* EXERCISE REQUIREMENTS
No images are to be carried over; print all other material exactly as it stands.

* THE RECORDS
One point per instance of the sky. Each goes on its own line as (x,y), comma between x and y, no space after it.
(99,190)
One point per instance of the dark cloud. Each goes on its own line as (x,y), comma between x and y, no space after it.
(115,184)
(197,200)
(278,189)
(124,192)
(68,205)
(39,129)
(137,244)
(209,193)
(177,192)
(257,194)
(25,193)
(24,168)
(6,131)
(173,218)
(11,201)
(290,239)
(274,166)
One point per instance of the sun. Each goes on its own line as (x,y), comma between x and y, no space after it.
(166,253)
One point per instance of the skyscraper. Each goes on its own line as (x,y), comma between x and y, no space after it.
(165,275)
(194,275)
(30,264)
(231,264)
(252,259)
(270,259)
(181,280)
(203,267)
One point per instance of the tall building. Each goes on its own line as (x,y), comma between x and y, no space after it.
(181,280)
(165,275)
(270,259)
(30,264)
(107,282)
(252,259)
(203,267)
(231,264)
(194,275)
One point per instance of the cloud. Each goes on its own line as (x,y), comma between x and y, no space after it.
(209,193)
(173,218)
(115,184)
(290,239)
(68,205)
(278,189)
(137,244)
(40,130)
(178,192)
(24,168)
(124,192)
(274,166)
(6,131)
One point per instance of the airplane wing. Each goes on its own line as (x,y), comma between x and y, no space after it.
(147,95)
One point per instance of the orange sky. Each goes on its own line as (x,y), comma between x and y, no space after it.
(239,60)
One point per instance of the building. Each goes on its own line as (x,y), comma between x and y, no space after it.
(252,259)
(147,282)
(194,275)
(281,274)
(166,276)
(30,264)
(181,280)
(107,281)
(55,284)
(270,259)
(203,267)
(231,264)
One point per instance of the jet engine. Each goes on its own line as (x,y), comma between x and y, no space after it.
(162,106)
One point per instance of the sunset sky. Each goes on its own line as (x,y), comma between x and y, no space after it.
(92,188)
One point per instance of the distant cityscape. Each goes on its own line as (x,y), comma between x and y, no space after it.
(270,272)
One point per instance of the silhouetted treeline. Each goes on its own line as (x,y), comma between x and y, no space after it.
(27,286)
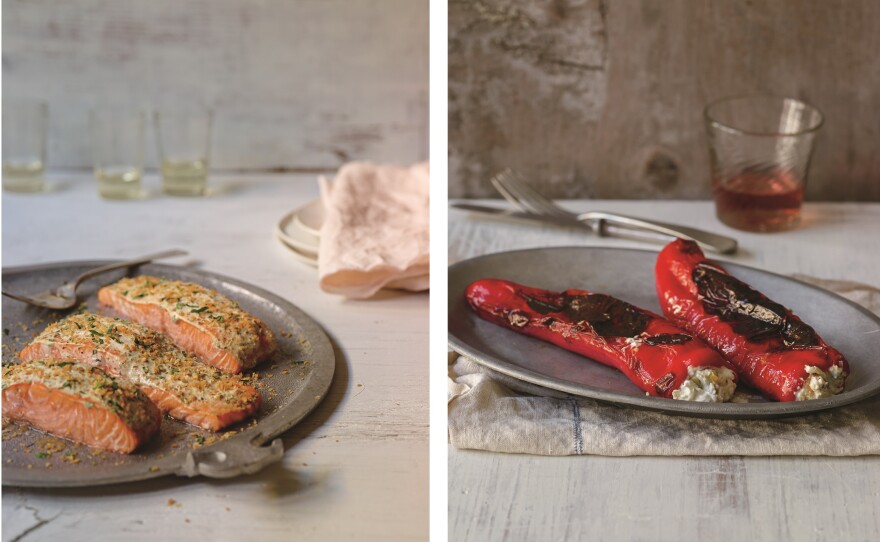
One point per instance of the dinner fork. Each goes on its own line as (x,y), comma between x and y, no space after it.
(64,297)
(516,191)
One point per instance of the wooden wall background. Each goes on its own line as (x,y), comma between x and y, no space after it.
(297,84)
(604,98)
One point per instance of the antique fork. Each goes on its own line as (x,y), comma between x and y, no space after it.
(515,190)
(64,297)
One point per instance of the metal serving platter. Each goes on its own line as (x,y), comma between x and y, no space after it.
(629,275)
(292,383)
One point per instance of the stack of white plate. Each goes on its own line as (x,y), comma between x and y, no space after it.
(300,231)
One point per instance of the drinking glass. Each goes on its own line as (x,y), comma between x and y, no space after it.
(184,142)
(118,148)
(759,153)
(24,145)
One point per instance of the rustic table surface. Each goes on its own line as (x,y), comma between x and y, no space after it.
(356,467)
(494,496)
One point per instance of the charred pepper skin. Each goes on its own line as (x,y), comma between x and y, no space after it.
(768,344)
(652,352)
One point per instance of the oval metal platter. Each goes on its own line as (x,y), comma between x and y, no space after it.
(292,383)
(629,275)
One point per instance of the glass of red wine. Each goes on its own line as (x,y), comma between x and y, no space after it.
(759,152)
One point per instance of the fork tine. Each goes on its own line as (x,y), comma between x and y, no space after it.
(508,195)
(508,189)
(534,200)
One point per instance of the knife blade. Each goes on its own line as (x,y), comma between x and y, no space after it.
(597,227)
(509,214)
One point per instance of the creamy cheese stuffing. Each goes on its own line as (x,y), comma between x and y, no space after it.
(707,384)
(819,384)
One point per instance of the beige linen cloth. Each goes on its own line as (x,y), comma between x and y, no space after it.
(375,233)
(491,411)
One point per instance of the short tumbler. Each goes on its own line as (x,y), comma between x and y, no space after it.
(184,141)
(118,148)
(24,145)
(759,151)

* ANSWER TO THE PROBLEM
One point per instance of the sky. Each goes on its own line as (x,y), comma between x and y, no space after it.
(99,190)
One point per instance of the dark cloud. Each goes on its own line as (x,y), comma between x and y, no space after it.
(115,184)
(197,200)
(278,189)
(124,192)
(68,205)
(39,129)
(137,244)
(209,193)
(177,192)
(257,194)
(25,193)
(24,168)
(6,131)
(173,218)
(11,201)
(290,239)
(274,166)
One point per instance of the sun. Each goes on its own line as (x,y), comma between x and y, no space after it.
(166,253)
One point per instance of the skyscraper. Each goes on its own line as (x,y), comma between x and y, no space after it.
(165,275)
(194,275)
(30,264)
(231,264)
(252,259)
(270,259)
(181,280)
(203,267)
One point per instance of the tall building. Each goes on its own line as (x,y), comma between x and y, no space after it.
(181,280)
(165,275)
(270,259)
(30,264)
(107,282)
(252,259)
(203,267)
(231,264)
(194,275)
One point per instance of the cloud. Each goes on its own line as (x,y), comma between x and y, no space after it.
(209,193)
(173,218)
(115,184)
(290,239)
(68,205)
(278,189)
(137,244)
(40,130)
(178,192)
(24,168)
(124,192)
(274,166)
(6,131)
One point per instance of the airplane wing. Each goes on its own line as (x,y), comma between x and y, no space after it.
(147,95)
One point per instance of the orange sky. Each goes on its own line as (x,y), comma between x and y, no space after it.
(239,60)
One point per instance of the building. Each goes on its own line as (x,y), comma between x and y, no space after it.
(252,259)
(147,282)
(194,275)
(281,274)
(166,276)
(30,264)
(181,280)
(107,281)
(55,284)
(270,259)
(203,267)
(231,264)
One point per instance of the jet engine. Each goes on its own line as (x,y), comma between x and y, no space after it.
(162,106)
One point per instance of the sunset sky. Each goes on its own line as (x,y), comma between x and y, no space after it.
(92,188)
One point per instance of the distant cityscape. Each goes on its own line as (x,y), comma between x and y, no space after it.
(270,272)
One point per instance of the silhouetted treeline. Each goes on its own line as (x,y), comma between x and y, no space after it.
(27,286)
One point per instance of the dinner fork. Each goes on its own line as (x,y), comma between x and y, no space after it.
(64,297)
(516,191)
One point per instance of the wooden wall background. Each goes on its own line as (x,y), comma between x and y, no space after it.
(297,84)
(604,98)
One point per instance of the antique fork. Each goes on its own line as (x,y), comma between x and y, no space after it.
(515,190)
(64,297)
One point per instance of the metal serving platter. Each goes on its own line as (x,y), comma between x and y, no space after it.
(629,275)
(292,383)
One point per instance of the stack of white plate. Each goes on its own line as (x,y), comma between x and y, no space after it.
(300,231)
One point per instance of the drinking glass. Each goes on its own line as (x,y), comma between x and y, no space after it.
(184,142)
(118,148)
(759,153)
(24,145)
One point per instance of the rustic table surface. Each goes on its own line as (x,y), comma between x and y, no space after it.
(356,467)
(494,496)
One point per instance of the charred pepper skin. Each goes on its own line as (x,y), comma between x and y, no space after it.
(768,344)
(652,352)
One point per instance of the oval metal platter. Each goes on its own line as (x,y), comma between x and y, no space after it.
(292,383)
(629,275)
One point per instance of the glass of red wine. Each goes on its own line as (x,y), comma between x and y, no space after it.
(759,152)
One point per instance of the fork tine. Each goes on its own line as (x,y), comma between x and y, no space after it.
(508,195)
(508,189)
(534,200)
One point per instance of the knife blade. Each goes on its own line as (x,y), comma between x and y, no space after it.
(597,227)
(509,214)
One point per instance of the creamy cheese stuffing. Each goes on its own line as (x,y), comma between x and y, no space after it.
(707,384)
(819,384)
One point per instance of the beige linen cloth. Each goes on its own line as (x,y), comma between x and y, no space after it.
(375,233)
(491,411)
One point per instance of the short tumbler. Each goes on its own line as (x,y), comma between x and y, no space after it.
(184,141)
(118,148)
(24,145)
(759,151)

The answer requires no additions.